** Start of PASSAGE PROVIDED **
If your business is a startup that needs to earn some easy brand awareness, paid will be faster. But it will come at a cost. To time the perfect message and nurture those potential customers to make a sale and increase customer lifetime value, you’ll want to invest in organic content.
As business goals change, you may find yourself focusing more on organic vs. paid or vice versa. The goal is to use the type of marketing that makes the most sense for your desired outcomes.
Organic Marketing Costs vs. Paid Marketing Costs
Now that we’ve talked a bit about the differences and benefits of both paid and organic marketing, let’s take a look at the costs of each.
When it comes to both paid digital marketing and organic digital marketing, there’s no single number, spending strategy, or percent of sales that is right for every business. The amount you choose to invest in various marketing tactics will depend on your total marketing budget, your preferred advertising platforms, your company’s goals, your overarching content marketing strategy, and a number of other things.
With that in mind, let’s take a peek at what is involved in both paid and organic marketing costs.
How Much Does Paid Marketing Cost?
Paid marketing costs can vary wildly between advertising platforms, keyword phrases, and industries.
For example, the most expensive keywords in Google Ads cost more than $50 per click, while the most affordable keyword phrases cost mere pennies per click. Across all industries, the average cost per click (CPC) on AdWords is $2.69, but industries like Consumer Services and Legal pay averages at well above $6.00 per click. On Facebook Ads, the average CPC rings in at about $0.35.
In addition to your industry, SEO strategy, and advertising platform of choice, the cost of paid digital marketing can also be affected by your geographic location because different phrases and industries are in higher demand in certain parts of the world. It’s likely pretty inexpensive to advertise sub-zero winter parkas to internet users in locations along the equator.
Another cost you might want to factor into paid marketing is labor costs. If you are not a PPC expert or Facebook ad guru, you’ll probably need to hire someone who is. Remember, every click is money spent. So if the wrong people are clicking on your ads, then your will ROI tank. When you hire someone who knows what they’re doing, they can help you get more bang for your buck.
How Much Does Organic Marketing Cost?
Like paid media, it’s tough to put an exact price on organic marketing because the cost depends on the quality and quantity of inbound marketing assets you choose to invest in. The cost (and effectiveness) of organic marketing depends on how well you do it. The better the digital marketing assets you put into the world, the stronger return you will see, and the more you will probably spend.
Here’s a few factors that will impact organic marketing costs:
1. Time
Whether you have a marketing department on-hand, choose to outsource your company’s marketing functions, or will handle the job yourself, it’s going to require time. Obviously, trying to manage all of your business’s content marketing on your own will require the most time.
It’s important to consider whether this is actually the most cost-effective decision to make. Yes, you’ll save money in outsourcing costs, but ultimately you’ll probably end up spending more in opportunity costs.
If you’re the business owner or CEO, odds are your time is extremely valuable and would be better spent focusing on your business’s core functions. Plus, you will likely generate better content by hiring professional talent than trying to take on the creative work yourself.
2. Content Strategy Planning
An effective organic marketing strategy requires planning. You’ll need to develop buyer personas, a customer journey map, your value proposition, brand identity, core messaging, and marketing objectives. Then you’ll need to devise a strategy to help you achieve your goals.
** End of PASSAGE PROVIDED **
> _OBJECTIVES_
**a)** From the marketing costs passage, copy everything from "How Much Does Organic" down to "will probably spend.", renaming "paid media" as "paid advertising" wherever it occurs.
**b)** Translate this sentence from the marketing costs passage into Spanish: "Paid marketing costs can vary wildly between advertising platforms, keyword phrases, and industries."
The rows come from a different source than the marketing costs passage.
** Start of MATERIAL SHOWN **
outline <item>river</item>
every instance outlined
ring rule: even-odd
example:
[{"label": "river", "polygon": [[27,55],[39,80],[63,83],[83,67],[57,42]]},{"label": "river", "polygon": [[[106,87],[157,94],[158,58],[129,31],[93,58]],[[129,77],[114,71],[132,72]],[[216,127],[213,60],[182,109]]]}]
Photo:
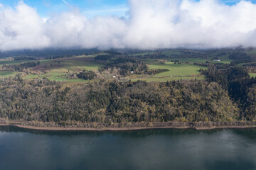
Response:
[{"label": "river", "polygon": [[256,169],[256,129],[55,132],[0,127],[0,169]]}]

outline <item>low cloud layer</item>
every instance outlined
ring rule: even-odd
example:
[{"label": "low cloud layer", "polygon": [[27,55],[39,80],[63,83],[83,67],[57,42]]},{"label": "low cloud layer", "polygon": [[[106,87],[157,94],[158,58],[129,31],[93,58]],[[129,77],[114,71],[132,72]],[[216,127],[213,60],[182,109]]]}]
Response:
[{"label": "low cloud layer", "polygon": [[45,18],[21,1],[0,4],[0,50],[256,47],[256,5],[217,0],[130,0],[127,18],[95,17],[71,9]]}]

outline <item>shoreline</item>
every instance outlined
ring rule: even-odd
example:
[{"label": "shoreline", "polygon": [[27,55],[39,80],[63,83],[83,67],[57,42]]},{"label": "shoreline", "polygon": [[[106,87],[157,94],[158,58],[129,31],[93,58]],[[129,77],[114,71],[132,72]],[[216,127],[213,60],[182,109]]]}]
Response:
[{"label": "shoreline", "polygon": [[14,126],[27,130],[38,130],[43,131],[129,131],[152,129],[194,129],[197,130],[214,129],[245,129],[255,128],[256,125],[218,125],[218,126],[154,126],[154,127],[127,127],[127,128],[65,128],[65,127],[38,127],[14,124],[0,124],[0,126]]}]

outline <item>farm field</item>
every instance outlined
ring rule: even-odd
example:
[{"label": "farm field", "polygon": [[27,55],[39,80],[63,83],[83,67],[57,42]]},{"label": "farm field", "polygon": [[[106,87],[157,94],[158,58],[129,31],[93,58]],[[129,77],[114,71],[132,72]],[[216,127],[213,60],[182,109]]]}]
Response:
[{"label": "farm field", "polygon": [[157,74],[153,77],[198,76],[200,74],[200,68],[206,69],[206,67],[193,64],[174,64],[174,62],[166,62],[165,64],[149,64],[149,69],[167,69],[169,70],[169,72]]},{"label": "farm field", "polygon": [[17,74],[16,72],[12,71],[1,71],[0,72],[0,78],[4,79],[9,76],[14,76]]},{"label": "farm field", "polygon": [[161,81],[180,80],[180,79],[204,79],[205,76],[200,74],[199,69],[207,69],[205,67],[189,64],[174,64],[167,62],[165,64],[149,64],[149,69],[169,69],[169,71],[156,74],[153,76],[149,75],[132,75],[126,79],[132,81],[142,80],[146,81]]},{"label": "farm field", "polygon": [[12,64],[18,64],[23,62],[29,62],[28,60],[0,60],[0,65],[12,65]]},{"label": "farm field", "polygon": [[[186,53],[188,52],[188,57],[186,56]],[[226,51],[226,52],[229,52]],[[144,55],[147,54],[153,54],[154,56],[150,57],[152,58],[139,58],[136,55]],[[248,54],[252,55],[256,54],[256,51],[247,52]],[[191,55],[192,54],[192,55]],[[47,57],[42,58],[40,60],[0,60],[0,67],[4,67],[6,65],[18,65],[21,63],[26,62],[36,62],[40,61],[40,64],[37,64],[35,67],[31,67],[29,70],[31,72],[28,73],[28,75],[23,76],[24,80],[30,80],[33,79],[42,79],[46,78],[50,81],[56,81],[63,82],[67,84],[76,84],[80,83],[85,83],[90,81],[88,80],[85,80],[82,79],[78,79],[76,76],[80,72],[82,72],[83,69],[87,71],[93,71],[99,74],[97,79],[93,79],[93,81],[97,81],[99,79],[119,79],[120,81],[137,81],[143,80],[146,81],[166,81],[172,80],[179,80],[179,79],[204,79],[205,76],[201,75],[199,72],[199,69],[207,69],[206,67],[198,66],[193,64],[193,63],[205,63],[210,61],[211,63],[226,63],[228,64],[230,62],[233,61],[228,58],[229,55],[220,55],[220,52],[212,52],[212,53],[195,53],[193,55],[193,53],[190,54],[189,51],[185,50],[185,52],[178,51],[178,50],[164,50],[161,52],[142,52],[138,54],[132,54],[129,55],[129,57],[134,58],[138,60],[144,64],[146,64],[148,69],[168,69],[169,71],[161,72],[155,74],[132,74],[132,75],[122,75],[119,74],[118,72],[110,73],[104,72],[100,73],[97,72],[100,68],[102,68],[102,66],[105,66],[109,63],[114,62],[115,60],[118,57],[124,57],[124,56],[115,56],[114,57],[110,57],[106,60],[95,60],[95,57],[97,55],[111,55],[110,54],[105,52],[99,52],[96,53],[92,53],[89,55],[74,55],[69,57],[60,57],[55,59],[48,59]],[[159,55],[159,58],[157,55]],[[162,57],[162,55],[165,55],[166,57]],[[171,56],[171,57],[170,57]],[[177,56],[176,57],[172,58],[171,56]],[[189,57],[190,56],[190,57]],[[194,56],[194,57],[193,57]],[[197,57],[198,56],[198,57]],[[219,57],[218,57],[219,56]],[[220,58],[220,62],[213,62],[213,58],[218,57]],[[162,58],[161,58],[162,57]],[[128,57],[129,58],[129,57]],[[46,60],[47,59],[47,60]],[[178,61],[176,64],[174,62],[174,60]],[[162,64],[165,61],[165,64]],[[243,67],[242,64],[237,64],[238,67]],[[126,66],[127,67],[127,66]],[[3,70],[9,70],[9,71],[1,71],[0,72],[0,78],[9,77],[10,76],[15,76],[17,74],[21,74],[18,72],[14,72],[14,69],[3,69]],[[115,69],[114,72],[117,72],[117,69]],[[102,72],[102,71],[101,71]],[[129,71],[131,72],[131,70]],[[153,71],[154,72],[154,71]],[[157,72],[157,71],[156,71]],[[75,74],[75,76],[74,76]],[[250,74],[251,76],[256,77],[256,73]],[[99,78],[100,77],[100,78]]]},{"label": "farm field", "polygon": [[256,73],[249,73],[250,77],[256,77]]},{"label": "farm field", "polygon": [[182,62],[206,62],[207,61],[206,59],[204,58],[171,58],[169,59],[168,61],[171,62],[171,60],[178,60]]},{"label": "farm field", "polygon": [[228,55],[220,56],[219,57],[220,58],[220,62],[214,62],[213,57],[209,57],[209,61],[212,63],[224,63],[224,64],[229,64],[232,61],[233,61],[233,60],[228,58]]}]

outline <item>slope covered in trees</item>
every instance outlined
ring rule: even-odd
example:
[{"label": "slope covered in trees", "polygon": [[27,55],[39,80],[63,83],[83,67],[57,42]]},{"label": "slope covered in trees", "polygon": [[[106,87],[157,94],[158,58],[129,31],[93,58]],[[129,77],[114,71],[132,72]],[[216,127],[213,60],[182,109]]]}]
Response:
[{"label": "slope covered in trees", "polygon": [[1,118],[83,123],[232,121],[240,110],[204,81],[94,82],[72,88],[48,80],[1,82]]}]

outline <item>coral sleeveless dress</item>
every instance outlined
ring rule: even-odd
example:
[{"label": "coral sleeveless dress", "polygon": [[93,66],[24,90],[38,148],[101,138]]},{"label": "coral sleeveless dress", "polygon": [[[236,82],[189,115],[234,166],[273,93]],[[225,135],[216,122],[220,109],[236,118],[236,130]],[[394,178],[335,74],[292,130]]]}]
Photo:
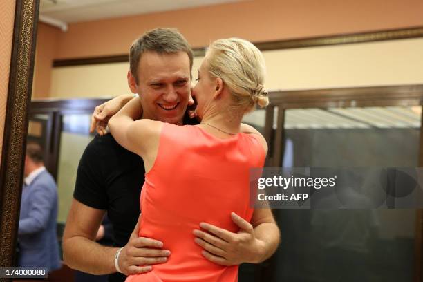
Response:
[{"label": "coral sleeveless dress", "polygon": [[205,258],[194,229],[206,222],[236,232],[235,212],[250,221],[249,171],[265,152],[252,134],[218,138],[195,126],[163,124],[158,155],[141,194],[140,236],[163,242],[168,261],[126,281],[236,281],[238,266]]}]

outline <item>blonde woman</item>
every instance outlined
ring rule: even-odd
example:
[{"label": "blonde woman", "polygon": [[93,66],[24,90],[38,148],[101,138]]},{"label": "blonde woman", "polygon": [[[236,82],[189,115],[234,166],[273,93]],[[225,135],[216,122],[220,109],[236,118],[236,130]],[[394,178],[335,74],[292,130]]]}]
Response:
[{"label": "blonde woman", "polygon": [[165,263],[127,281],[237,281],[237,265],[219,265],[203,257],[200,245],[205,242],[197,238],[196,244],[192,230],[199,228],[198,222],[208,222],[236,232],[227,216],[232,212],[253,227],[273,220],[269,210],[254,211],[249,203],[249,169],[263,167],[267,146],[256,130],[241,123],[256,104],[268,104],[264,76],[263,55],[252,44],[217,40],[192,91],[200,124],[134,120],[140,107],[135,99],[110,120],[115,139],[144,160],[140,236],[160,240],[171,252]]}]

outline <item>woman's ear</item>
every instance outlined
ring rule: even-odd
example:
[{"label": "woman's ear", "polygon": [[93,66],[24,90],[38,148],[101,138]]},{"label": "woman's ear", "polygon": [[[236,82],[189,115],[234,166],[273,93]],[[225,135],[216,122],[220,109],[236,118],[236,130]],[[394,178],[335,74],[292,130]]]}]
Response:
[{"label": "woman's ear", "polygon": [[223,80],[220,77],[216,79],[216,88],[214,90],[214,94],[213,98],[216,99],[223,92]]},{"label": "woman's ear", "polygon": [[126,77],[128,78],[128,86],[129,86],[129,89],[131,89],[131,92],[134,94],[137,93],[138,86],[137,85],[135,77],[132,75],[132,73],[131,73],[131,70],[128,70]]}]

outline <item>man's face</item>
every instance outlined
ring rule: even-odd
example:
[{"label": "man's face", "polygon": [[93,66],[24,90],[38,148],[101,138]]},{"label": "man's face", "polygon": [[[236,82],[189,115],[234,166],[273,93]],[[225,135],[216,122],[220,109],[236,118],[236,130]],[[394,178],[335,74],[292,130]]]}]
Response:
[{"label": "man's face", "polygon": [[138,63],[138,75],[135,88],[140,95],[143,118],[180,124],[191,93],[188,55],[145,52]]}]

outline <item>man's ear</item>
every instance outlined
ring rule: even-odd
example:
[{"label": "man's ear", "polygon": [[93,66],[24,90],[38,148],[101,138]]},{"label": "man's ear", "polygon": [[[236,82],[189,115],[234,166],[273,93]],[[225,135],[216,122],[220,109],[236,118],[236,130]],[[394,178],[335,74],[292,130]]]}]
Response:
[{"label": "man's ear", "polygon": [[213,94],[213,98],[216,99],[220,96],[223,92],[223,80],[220,77],[216,79],[216,88],[214,90],[214,94]]},{"label": "man's ear", "polygon": [[135,77],[132,75],[132,73],[131,73],[131,70],[128,70],[126,77],[128,78],[128,86],[129,86],[129,89],[131,89],[131,92],[134,94],[137,93],[138,86],[137,85]]}]

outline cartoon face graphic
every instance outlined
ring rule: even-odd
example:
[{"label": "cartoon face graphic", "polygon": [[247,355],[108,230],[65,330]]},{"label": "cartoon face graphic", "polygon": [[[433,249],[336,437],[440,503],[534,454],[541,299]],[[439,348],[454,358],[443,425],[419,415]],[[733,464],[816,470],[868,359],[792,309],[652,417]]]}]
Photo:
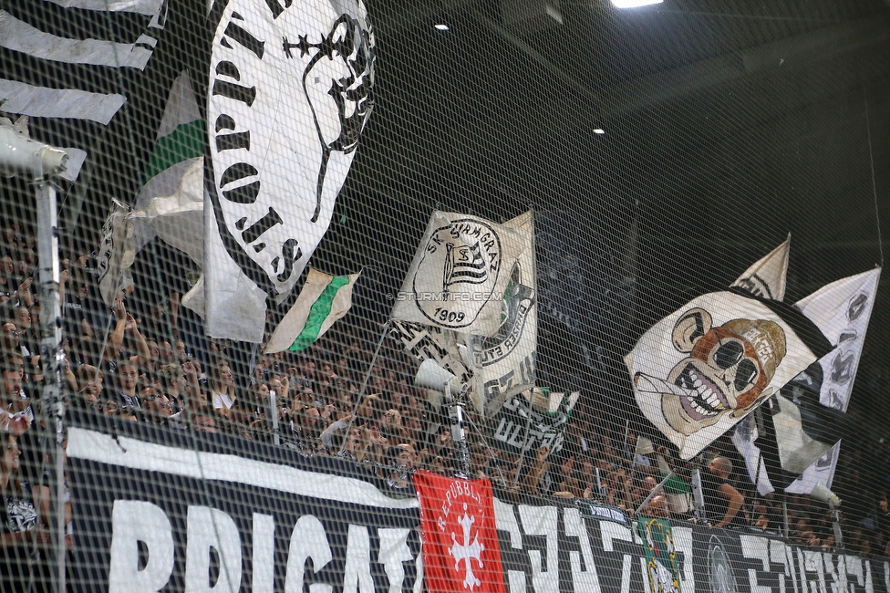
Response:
** End of MATERIAL SHOWN **
> _THE REPLIES_
**a)**
How Much Does Organic Marketing Cost?
Like paid advertising, it’s tough to put an exact price on organic marketing because the cost depends on the quality and quantity of inbound marketing assets you choose to invest in. The cost (and effectiveness) of organic marketing depends on how well you do it. The better the digital marketing assets you put into the world, the stronger return you will see, and the more you will probably spend.

**b)** Los costos del marketing de pago pueden variar enormemente entre plataformas publicitarias, frases clave e industrias.